GOAL OF THE EXERCISE
Beginning at the line that contains "brown hair ->", transcribe the remaining lines of the listing exactly; include the final line and omit everything before.

--

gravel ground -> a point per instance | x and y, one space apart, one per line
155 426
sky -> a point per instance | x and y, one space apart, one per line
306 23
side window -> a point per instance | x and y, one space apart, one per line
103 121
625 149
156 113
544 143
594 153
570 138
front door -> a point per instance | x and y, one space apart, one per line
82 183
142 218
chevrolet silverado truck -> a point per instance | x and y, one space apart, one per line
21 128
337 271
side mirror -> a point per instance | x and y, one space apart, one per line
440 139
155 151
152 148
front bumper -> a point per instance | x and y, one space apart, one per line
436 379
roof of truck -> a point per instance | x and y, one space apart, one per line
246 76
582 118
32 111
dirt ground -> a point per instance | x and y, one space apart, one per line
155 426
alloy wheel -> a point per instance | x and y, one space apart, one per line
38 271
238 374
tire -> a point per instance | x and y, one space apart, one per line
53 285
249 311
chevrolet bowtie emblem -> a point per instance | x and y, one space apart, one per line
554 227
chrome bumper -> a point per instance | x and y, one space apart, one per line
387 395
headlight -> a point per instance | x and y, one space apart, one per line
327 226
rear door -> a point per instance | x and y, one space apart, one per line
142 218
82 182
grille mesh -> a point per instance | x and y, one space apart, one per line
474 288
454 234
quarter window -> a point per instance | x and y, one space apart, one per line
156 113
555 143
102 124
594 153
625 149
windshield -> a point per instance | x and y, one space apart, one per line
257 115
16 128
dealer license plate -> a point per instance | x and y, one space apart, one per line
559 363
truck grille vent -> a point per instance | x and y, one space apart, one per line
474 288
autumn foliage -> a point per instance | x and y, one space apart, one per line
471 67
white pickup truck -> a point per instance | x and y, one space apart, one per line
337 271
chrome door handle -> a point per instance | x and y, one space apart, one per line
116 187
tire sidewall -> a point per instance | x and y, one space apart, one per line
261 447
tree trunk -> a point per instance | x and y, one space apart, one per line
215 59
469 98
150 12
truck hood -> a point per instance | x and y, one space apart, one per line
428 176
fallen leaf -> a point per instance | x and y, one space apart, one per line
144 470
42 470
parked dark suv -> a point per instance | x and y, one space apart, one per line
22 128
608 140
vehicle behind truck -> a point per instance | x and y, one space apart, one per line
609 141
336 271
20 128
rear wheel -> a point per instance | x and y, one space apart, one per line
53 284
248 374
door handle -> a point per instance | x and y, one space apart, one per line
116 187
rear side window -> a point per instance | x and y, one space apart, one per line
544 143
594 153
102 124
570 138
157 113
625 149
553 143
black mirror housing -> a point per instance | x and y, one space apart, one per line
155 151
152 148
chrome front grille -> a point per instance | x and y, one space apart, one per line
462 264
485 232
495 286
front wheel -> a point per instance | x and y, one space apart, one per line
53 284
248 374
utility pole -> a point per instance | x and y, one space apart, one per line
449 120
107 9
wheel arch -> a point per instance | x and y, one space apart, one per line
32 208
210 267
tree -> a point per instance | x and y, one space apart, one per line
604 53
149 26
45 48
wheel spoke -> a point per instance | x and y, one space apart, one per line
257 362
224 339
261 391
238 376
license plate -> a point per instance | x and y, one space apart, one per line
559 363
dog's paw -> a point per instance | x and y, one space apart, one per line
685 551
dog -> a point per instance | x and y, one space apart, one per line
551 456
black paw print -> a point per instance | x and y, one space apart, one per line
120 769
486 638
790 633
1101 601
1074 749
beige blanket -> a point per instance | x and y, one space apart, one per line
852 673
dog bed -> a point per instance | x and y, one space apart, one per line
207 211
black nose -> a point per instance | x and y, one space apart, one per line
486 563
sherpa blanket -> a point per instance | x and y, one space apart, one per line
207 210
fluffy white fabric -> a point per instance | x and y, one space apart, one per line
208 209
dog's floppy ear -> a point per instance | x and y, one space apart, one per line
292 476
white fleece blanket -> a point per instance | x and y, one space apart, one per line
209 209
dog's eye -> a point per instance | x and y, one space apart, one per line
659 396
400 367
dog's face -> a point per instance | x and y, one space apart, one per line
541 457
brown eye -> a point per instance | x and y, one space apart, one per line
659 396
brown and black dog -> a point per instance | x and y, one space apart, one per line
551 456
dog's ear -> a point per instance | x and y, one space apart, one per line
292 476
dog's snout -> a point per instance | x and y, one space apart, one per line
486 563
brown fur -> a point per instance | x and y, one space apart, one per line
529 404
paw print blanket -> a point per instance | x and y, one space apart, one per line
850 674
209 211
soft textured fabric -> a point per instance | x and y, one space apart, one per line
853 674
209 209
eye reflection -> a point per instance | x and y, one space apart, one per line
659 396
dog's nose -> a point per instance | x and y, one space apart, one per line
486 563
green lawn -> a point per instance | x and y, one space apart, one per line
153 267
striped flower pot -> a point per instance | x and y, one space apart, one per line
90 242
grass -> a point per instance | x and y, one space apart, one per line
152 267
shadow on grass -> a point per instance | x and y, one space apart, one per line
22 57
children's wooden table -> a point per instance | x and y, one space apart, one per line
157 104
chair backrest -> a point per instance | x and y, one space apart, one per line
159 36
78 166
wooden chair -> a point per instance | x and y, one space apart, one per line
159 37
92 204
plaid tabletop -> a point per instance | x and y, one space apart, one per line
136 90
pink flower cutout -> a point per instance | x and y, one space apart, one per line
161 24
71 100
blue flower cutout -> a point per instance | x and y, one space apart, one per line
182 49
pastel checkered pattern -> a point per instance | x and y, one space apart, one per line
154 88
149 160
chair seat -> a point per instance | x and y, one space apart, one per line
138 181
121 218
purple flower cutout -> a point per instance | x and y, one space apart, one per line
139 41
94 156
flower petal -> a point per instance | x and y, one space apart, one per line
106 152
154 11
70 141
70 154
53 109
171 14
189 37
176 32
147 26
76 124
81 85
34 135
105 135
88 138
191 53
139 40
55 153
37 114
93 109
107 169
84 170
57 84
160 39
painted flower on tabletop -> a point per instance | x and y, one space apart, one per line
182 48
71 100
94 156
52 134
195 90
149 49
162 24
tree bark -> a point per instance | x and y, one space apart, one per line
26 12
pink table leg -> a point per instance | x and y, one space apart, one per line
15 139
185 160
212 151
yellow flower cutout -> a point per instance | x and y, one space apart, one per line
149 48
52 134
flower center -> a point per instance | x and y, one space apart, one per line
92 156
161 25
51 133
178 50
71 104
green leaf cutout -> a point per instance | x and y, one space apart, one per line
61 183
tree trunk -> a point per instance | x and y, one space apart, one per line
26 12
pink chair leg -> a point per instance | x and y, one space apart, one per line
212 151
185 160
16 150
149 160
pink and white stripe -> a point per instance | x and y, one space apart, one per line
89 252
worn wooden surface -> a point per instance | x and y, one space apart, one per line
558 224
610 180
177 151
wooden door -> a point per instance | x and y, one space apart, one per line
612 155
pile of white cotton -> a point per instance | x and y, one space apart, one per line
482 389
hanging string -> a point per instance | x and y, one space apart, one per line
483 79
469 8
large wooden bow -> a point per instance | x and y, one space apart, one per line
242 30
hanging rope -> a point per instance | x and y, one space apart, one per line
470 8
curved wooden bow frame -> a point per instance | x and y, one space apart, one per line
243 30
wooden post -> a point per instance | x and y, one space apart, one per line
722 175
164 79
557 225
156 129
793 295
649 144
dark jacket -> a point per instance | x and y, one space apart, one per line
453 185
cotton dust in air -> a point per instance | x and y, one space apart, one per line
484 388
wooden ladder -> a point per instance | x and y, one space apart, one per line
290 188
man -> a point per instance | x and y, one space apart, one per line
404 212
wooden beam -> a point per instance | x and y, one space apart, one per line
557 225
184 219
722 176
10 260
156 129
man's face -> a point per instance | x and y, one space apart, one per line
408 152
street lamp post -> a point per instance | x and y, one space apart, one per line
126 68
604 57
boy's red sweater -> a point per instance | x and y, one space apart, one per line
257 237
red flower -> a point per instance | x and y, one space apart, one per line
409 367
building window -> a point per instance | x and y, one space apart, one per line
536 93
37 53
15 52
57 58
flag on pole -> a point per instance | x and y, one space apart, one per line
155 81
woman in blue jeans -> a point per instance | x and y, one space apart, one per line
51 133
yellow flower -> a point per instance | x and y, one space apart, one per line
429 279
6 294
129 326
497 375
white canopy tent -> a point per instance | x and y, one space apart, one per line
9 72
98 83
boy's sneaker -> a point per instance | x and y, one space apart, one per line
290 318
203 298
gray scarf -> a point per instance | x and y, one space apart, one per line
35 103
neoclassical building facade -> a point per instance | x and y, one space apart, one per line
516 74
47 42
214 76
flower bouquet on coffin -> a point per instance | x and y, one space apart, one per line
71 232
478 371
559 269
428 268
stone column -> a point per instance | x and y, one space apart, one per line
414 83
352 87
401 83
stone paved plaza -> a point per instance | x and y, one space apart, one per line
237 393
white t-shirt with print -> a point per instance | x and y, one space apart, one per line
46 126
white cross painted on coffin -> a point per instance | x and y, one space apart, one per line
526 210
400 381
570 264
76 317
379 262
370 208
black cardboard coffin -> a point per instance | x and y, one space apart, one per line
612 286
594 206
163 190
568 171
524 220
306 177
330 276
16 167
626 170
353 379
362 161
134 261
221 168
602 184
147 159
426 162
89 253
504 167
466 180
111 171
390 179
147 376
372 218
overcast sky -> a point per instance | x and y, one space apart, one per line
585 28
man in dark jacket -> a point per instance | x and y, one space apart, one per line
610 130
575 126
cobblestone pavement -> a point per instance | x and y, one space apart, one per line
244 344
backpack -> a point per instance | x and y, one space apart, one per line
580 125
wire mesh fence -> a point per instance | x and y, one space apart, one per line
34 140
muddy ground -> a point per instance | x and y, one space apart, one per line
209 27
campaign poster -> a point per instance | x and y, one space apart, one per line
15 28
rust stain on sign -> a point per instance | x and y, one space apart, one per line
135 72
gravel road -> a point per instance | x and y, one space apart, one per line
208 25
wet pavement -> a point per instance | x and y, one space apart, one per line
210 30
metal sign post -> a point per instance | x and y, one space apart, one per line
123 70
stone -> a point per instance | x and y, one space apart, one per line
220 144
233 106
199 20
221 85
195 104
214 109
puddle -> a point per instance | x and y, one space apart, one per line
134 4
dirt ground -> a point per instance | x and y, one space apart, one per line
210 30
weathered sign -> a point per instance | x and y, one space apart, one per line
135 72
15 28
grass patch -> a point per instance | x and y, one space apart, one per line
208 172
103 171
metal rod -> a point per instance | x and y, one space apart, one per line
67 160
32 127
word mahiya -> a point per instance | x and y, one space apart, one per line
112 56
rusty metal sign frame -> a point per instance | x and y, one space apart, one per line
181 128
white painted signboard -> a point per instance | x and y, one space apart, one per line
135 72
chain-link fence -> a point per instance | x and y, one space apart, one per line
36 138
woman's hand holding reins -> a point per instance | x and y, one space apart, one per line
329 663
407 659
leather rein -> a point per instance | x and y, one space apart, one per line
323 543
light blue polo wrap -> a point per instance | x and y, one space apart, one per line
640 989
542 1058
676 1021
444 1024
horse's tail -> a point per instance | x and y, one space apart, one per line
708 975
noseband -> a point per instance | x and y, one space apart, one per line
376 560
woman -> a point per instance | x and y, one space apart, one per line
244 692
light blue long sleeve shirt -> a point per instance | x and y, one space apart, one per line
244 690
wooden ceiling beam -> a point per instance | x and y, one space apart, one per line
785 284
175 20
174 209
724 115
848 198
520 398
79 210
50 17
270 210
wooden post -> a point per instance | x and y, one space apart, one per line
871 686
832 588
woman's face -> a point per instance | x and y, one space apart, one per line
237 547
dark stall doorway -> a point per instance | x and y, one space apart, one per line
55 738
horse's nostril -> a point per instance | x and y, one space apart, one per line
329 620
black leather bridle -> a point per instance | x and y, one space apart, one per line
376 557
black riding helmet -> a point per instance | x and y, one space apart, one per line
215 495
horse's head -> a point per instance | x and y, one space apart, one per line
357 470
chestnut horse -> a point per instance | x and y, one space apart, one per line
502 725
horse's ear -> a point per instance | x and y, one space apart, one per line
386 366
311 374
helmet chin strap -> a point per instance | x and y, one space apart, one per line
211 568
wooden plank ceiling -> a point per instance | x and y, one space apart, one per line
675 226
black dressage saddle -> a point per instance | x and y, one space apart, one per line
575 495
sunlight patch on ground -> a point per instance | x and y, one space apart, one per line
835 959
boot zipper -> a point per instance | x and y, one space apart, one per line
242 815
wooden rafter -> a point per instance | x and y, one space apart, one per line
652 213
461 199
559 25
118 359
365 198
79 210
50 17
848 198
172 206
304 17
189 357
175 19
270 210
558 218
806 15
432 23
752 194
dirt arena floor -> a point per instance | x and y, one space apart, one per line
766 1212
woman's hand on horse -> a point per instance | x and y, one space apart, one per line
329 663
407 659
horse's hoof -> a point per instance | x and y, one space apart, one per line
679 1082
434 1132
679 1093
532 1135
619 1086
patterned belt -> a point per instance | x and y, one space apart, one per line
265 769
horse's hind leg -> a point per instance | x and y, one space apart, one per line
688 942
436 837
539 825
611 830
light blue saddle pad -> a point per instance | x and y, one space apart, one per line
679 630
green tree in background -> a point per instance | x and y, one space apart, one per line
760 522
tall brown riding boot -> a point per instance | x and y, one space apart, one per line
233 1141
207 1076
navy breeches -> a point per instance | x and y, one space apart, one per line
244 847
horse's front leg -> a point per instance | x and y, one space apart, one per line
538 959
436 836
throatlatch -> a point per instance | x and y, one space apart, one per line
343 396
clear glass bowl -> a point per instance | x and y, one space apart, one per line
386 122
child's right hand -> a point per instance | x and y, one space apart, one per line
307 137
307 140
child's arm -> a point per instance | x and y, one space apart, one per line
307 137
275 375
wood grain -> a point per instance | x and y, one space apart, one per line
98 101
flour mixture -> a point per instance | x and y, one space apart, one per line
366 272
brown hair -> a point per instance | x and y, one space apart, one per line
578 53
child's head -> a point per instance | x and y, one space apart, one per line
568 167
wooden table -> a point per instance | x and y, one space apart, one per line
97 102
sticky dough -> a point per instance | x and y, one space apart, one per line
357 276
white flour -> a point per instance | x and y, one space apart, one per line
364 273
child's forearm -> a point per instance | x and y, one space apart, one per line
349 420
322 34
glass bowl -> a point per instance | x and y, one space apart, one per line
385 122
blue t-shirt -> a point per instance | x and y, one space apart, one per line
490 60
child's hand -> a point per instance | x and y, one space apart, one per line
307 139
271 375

--

RESPONSE FOR THIS EXERCISE
brown hair -> a point per instance | x and y, one space apart, one per line
578 53
child's head -> a point per instance | x and y, one space apart, one per line
568 167
wooden table -> a point per instance | x and y, one space apart, one per line
97 102
sticky dough -> a point per instance | x and y, one space apart, one per line
357 276
white flour -> a point per instance | x and y, one space apart, one per line
364 273
child's forearm -> a point per instance | x and y, one space apart, one per line
349 420
322 34
glass bowl -> a point per instance | x and y, one space apart, one per line
385 122
blue t-shirt -> a point per instance | x and y, one space apart, one per line
490 60
child's hand -> a point per instance | x and y, one space apart, one per line
307 139
271 375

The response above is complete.